[Records for this exercise Boundary: Start]

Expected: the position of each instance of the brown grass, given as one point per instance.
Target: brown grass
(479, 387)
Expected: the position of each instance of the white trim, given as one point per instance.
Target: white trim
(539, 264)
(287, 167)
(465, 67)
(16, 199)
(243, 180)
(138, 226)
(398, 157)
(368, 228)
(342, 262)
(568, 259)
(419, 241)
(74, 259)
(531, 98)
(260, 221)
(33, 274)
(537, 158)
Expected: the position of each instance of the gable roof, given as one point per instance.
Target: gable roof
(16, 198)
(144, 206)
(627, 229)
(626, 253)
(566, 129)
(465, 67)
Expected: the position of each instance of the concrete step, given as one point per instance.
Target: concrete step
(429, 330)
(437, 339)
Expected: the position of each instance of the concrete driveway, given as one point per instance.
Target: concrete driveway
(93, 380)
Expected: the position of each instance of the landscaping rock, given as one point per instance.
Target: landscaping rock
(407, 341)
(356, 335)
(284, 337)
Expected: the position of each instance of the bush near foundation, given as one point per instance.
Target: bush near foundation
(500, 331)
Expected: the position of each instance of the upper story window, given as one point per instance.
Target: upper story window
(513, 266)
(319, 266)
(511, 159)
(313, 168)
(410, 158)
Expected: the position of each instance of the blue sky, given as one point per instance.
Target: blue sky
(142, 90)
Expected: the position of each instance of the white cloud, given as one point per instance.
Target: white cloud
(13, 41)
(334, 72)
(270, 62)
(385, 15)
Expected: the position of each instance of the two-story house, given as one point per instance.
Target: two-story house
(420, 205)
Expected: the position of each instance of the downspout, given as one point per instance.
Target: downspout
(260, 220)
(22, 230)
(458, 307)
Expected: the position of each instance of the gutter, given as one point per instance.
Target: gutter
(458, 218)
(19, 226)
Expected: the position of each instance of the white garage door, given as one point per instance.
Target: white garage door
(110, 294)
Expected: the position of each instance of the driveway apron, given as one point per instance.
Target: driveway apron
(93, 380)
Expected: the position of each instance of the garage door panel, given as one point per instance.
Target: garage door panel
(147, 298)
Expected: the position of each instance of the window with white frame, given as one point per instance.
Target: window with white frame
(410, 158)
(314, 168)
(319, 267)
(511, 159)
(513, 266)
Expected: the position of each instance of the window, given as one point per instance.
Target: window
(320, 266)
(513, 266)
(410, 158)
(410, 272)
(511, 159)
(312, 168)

[Records for this exercise Boundary: End]

(Task item): Starting at the line that contains "Target: driveway apron", retype every line through the end of the records exactly, and nothing else.

(Result of the exercise):
Target: driveway apron
(93, 380)
Expected: the position of each instance of the garage door panel, given as one point per instance.
Target: garage door panel
(147, 298)
Expected: the position of each instance of the window with white frame, given as one point per instance.
Target: window with white frame
(410, 158)
(314, 168)
(319, 267)
(511, 159)
(513, 266)
Expected: the position of each instance of the window, given as one point per instance.
Target: window
(320, 266)
(513, 266)
(410, 158)
(410, 272)
(511, 159)
(312, 168)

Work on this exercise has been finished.